INSTRUCTIONS TO FOLLOW:
For this exercise, return all the data exactly as it stands.

DATA IN THIS EXERCISE:
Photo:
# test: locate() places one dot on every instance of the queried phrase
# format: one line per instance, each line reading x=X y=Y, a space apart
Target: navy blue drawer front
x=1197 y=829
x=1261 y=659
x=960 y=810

RESULT FOR THIS TASK:
Photo:
# test: locate() places one dot on every instance of the queried phrase
# format: one line per instance, each line reading x=X y=Y, a space apart
Target: navy blue drawer front
x=1197 y=829
x=1261 y=659
x=960 y=810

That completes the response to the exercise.